PROBLEM TO WORK ON ::
While copying the entries exactly, leave out each picture they contain.

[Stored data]
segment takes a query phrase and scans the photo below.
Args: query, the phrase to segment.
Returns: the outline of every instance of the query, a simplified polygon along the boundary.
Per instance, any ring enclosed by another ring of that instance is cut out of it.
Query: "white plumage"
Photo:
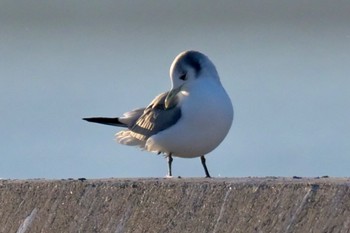
[[[158,95],[147,108],[127,112],[119,118],[85,120],[127,127],[116,134],[125,145],[172,156],[201,157],[226,137],[233,121],[233,107],[214,64],[197,51],[180,53],[170,68],[172,89]]]

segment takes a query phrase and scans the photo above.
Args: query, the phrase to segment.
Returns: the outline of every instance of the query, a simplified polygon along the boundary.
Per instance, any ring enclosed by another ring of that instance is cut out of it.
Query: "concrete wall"
[[[0,232],[350,232],[350,179],[0,180]]]

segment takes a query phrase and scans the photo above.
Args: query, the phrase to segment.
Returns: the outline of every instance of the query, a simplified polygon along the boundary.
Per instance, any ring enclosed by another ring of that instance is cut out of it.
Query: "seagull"
[[[121,117],[91,117],[83,120],[124,127],[116,133],[120,144],[164,154],[168,177],[173,157],[200,157],[205,176],[210,177],[205,155],[228,134],[233,121],[230,97],[209,58],[198,51],[184,51],[170,67],[171,90],[155,97],[146,107]]]

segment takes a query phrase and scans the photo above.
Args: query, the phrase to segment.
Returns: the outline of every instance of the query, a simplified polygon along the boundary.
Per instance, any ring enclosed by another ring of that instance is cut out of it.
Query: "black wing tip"
[[[82,118],[82,120],[88,121],[88,122],[93,122],[93,120],[94,120],[95,118],[96,118],[96,117],[84,117],[84,118]]]
[[[117,118],[108,118],[108,117],[85,117],[85,118],[83,118],[84,121],[101,123],[101,124],[114,122],[115,119],[117,119]]]
[[[93,122],[93,123],[97,123],[96,122],[96,117],[84,117],[84,118],[82,118],[82,120],[84,120],[84,121],[87,121],[87,122]]]
[[[118,117],[115,117],[115,118],[109,118],[109,117],[86,117],[86,118],[82,118],[82,120],[88,121],[88,122],[92,122],[92,123],[104,124],[104,125],[127,127],[126,124],[124,124],[124,123],[119,121]]]

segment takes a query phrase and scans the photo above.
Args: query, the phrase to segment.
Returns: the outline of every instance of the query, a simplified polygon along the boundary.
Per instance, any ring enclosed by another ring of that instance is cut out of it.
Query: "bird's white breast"
[[[198,80],[180,93],[181,118],[149,138],[149,151],[192,158],[214,150],[227,135],[233,120],[230,98],[217,80]]]

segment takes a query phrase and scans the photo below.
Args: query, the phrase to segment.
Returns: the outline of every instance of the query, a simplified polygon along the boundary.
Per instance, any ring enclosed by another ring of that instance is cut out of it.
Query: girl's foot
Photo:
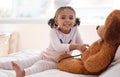
[[[21,68],[18,66],[18,64],[16,64],[15,62],[12,62],[12,66],[16,72],[16,77],[24,77],[25,76],[24,70],[21,70]]]

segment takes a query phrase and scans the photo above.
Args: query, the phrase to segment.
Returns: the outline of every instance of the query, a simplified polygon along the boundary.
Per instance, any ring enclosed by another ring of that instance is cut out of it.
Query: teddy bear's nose
[[[98,25],[98,26],[96,27],[96,30],[98,30],[99,27],[100,27],[100,26]]]

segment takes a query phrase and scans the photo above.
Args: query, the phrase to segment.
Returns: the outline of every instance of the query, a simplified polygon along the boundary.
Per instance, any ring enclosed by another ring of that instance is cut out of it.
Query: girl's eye
[[[65,19],[65,17],[61,17],[61,19]]]
[[[69,17],[69,19],[70,19],[70,20],[72,20],[72,19],[74,19],[74,18],[75,18],[75,17],[74,17],[74,16],[72,16],[72,15]]]
[[[72,19],[73,19],[73,17],[70,17],[69,19],[70,19],[70,20],[72,20]]]

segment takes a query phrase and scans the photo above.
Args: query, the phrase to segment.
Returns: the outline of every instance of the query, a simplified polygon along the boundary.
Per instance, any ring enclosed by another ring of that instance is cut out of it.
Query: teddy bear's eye
[[[98,30],[99,27],[100,27],[100,26],[98,25],[98,26],[96,27],[96,30]]]

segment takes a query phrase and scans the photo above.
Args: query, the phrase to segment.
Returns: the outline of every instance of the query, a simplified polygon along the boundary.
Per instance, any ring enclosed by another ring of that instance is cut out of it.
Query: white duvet
[[[17,53],[10,54],[6,57],[0,57],[0,62],[7,62],[6,65],[0,65],[0,77],[16,77],[14,70],[5,70],[5,69],[12,69],[12,66],[10,65],[10,62],[12,60],[25,60],[28,58],[34,58],[39,55],[39,51],[36,50],[23,50]],[[37,58],[36,58],[37,61]],[[4,69],[3,69],[4,68]],[[119,77],[120,76],[120,59],[116,62],[112,63],[112,65],[107,69],[105,72],[103,72],[99,76],[95,75],[81,75],[81,74],[72,74],[68,72],[63,72],[58,69],[51,69],[46,70],[40,73],[36,73],[33,75],[25,76],[25,77]]]

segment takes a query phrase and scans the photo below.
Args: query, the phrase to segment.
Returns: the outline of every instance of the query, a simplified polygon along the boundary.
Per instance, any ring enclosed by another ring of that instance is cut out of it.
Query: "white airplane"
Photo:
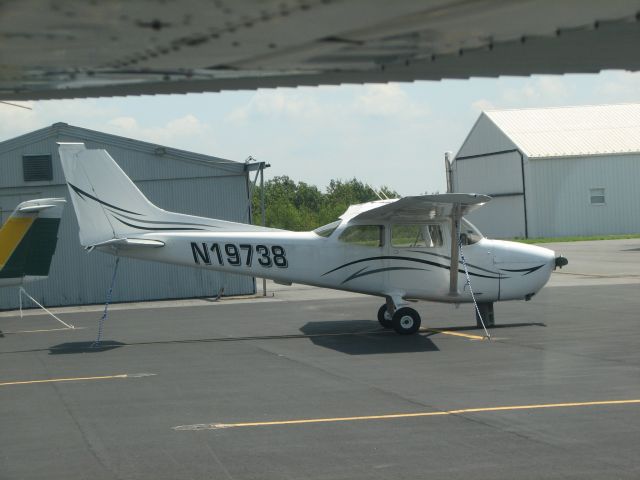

ANSWER TO THIS TASK ::
segment takes a query phrase and scans the photo below.
Args: query, the phrase to segment.
Returns: the outline of every instance of the query, a simplified polygon along the boundary.
Per instance, any ring enclosed by another ring of that instance is cut out of it.
Query: "white plumage"
Photo:
[[[158,95],[147,108],[127,112],[119,118],[85,120],[127,127],[116,134],[125,145],[172,156],[201,157],[226,137],[233,121],[233,107],[214,64],[197,51],[180,53],[170,68],[172,89]]]

segment takes a query phrase and scans the photo above.
Args: query, the phrase to segment.
Returns: the outline of every instance of the query, a simplified polygon along the boundary.
Per instance, any ring enclosed by another ring of that instance is cut out of it.
Query: "concrete wall"
[[[0,232],[350,232],[350,179],[0,180]]]

segment takes a query phrase and scans the photo above.
Args: query, the phrase to segment.
Returns: the outline of every instance of the query, a simplified polygon along the boundary.
Per instance, any ring enclosed by another ring of that instance is cut out of it.
Query: "seagull"
[[[121,117],[91,117],[83,120],[124,127],[116,133],[120,144],[164,154],[168,177],[173,157],[200,157],[205,176],[210,177],[205,155],[228,134],[233,121],[230,97],[209,58],[198,51],[184,51],[170,67],[171,90],[155,97],[146,107]]]

segment takes a query phrase and scans the photo above.
Args: query, the phrase to segment.
Returns: the outline of every instance of the query, a simplified polygon along the boundary.
Per instance, any ring enclosed by another ring of that instance is cut out of it.
Query: "black wing tip"
[[[82,118],[82,120],[88,121],[88,122],[93,122],[93,120],[94,120],[95,118],[96,118],[96,117],[84,117],[84,118]]]
[[[117,118],[108,118],[108,117],[85,117],[85,118],[83,118],[84,121],[101,123],[101,124],[114,122],[115,119],[117,119]]]
[[[93,122],[93,123],[97,123],[96,122],[96,117],[84,117],[84,118],[82,118],[82,120],[84,120],[84,121],[87,121],[87,122]]]
[[[118,117],[115,117],[115,118],[109,118],[109,117],[86,117],[86,118],[82,118],[82,120],[88,121],[88,122],[92,122],[92,123],[104,124],[104,125],[127,127],[126,124],[124,124],[124,123],[119,121]]]

segment takes a query phrase and scans the photo above.
Args: query, the phrase to segment.
Returns: the outline of every instance of the query, a simplified polygon along the boundary.
Per instance, any ring enclosed by another ring of that instance is cut out of it.
Query: "bird's white breast"
[[[198,80],[180,93],[181,118],[149,138],[149,151],[192,158],[214,150],[227,135],[233,120],[230,98],[217,80]]]

segment takes a query phrase and scans the photo below.
Args: query, the phrase to segment.
Returns: the outline of every instance of the query, a simplified polygon along the boundary.
Per instance, any ring enclosed by another ring of that instance is cut out of it.
Query: girl's foot
Photo:
[[[21,68],[18,66],[18,64],[16,64],[15,62],[12,62],[12,66],[16,72],[16,77],[24,77],[25,76],[24,70],[21,70]]]

segment takes a query phrase and scans the photo above.
Args: query, the phrase to segment.
Returns: the outline of every instance of the query, a simplified polygon along the boundary.
Per instance, any ring enclosed by another ring of that instance is cut out of it.
Query: teddy bear's nose
[[[98,25],[98,26],[96,27],[96,30],[98,30],[99,27],[100,27],[100,26]]]

segment takes a query phrase and scans the photo above.
Args: query, the phrase to segment.
Returns: the outline of every instance of the query, a simplified polygon along the boundary.
Per instance, any ring enclosed by another ring of that instance is cut out of it.
Query: girl's eye
[[[65,19],[65,17],[61,17],[61,19]]]
[[[69,17],[69,19],[70,19],[70,20],[72,20],[72,19],[74,19],[74,18],[75,18],[75,17],[74,17],[74,16],[72,16],[72,15]]]
[[[72,19],[73,19],[73,17],[70,17],[69,19],[70,19],[70,20],[72,20]]]

segment takes a query phrase and scans the photo above.
Args: query, the phrase to segment.
Returns: the outline of every instance of the query, a simplified polygon along the boundary.
Per instance, any ring enclosed by another ring of that instance is cut out of it.
Query: teddy bear's eye
[[[98,30],[99,27],[100,27],[100,26],[98,25],[98,26],[96,27],[96,30]]]

segment takes a query phrase and scans the photo above.
Args: query, the phrase to segment.
Returns: the outline of every instance of the query, a simplified polygon along the boundary.
Per instance, any ring enclosed by another ring of that instance is cut out of it.
Query: white duvet
[[[17,53],[10,54],[6,57],[0,57],[0,62],[7,62],[6,65],[0,65],[0,77],[16,77],[14,70],[5,70],[5,69],[12,69],[12,66],[10,65],[10,62],[12,60],[25,60],[28,58],[34,58],[39,55],[39,51],[36,50],[23,50]],[[37,58],[36,58],[37,61]],[[4,69],[3,69],[4,68]],[[119,77],[120,76],[120,59],[116,62],[112,63],[112,65],[107,69],[105,72],[103,72],[99,76],[95,75],[81,75],[81,74],[72,74],[68,72],[63,72],[58,69],[51,69],[46,70],[40,73],[36,73],[33,75],[25,76],[25,77]]]

segment takes a query phrase and scans the photo below.
Args: query, the phrase to segment.
Returns: the outline of every instance of the query, a simplified polygon along the boundary.
Per instance, any ring enclosed by another ring of that instance is cut out of it.
Query: "white airplane"
Photo:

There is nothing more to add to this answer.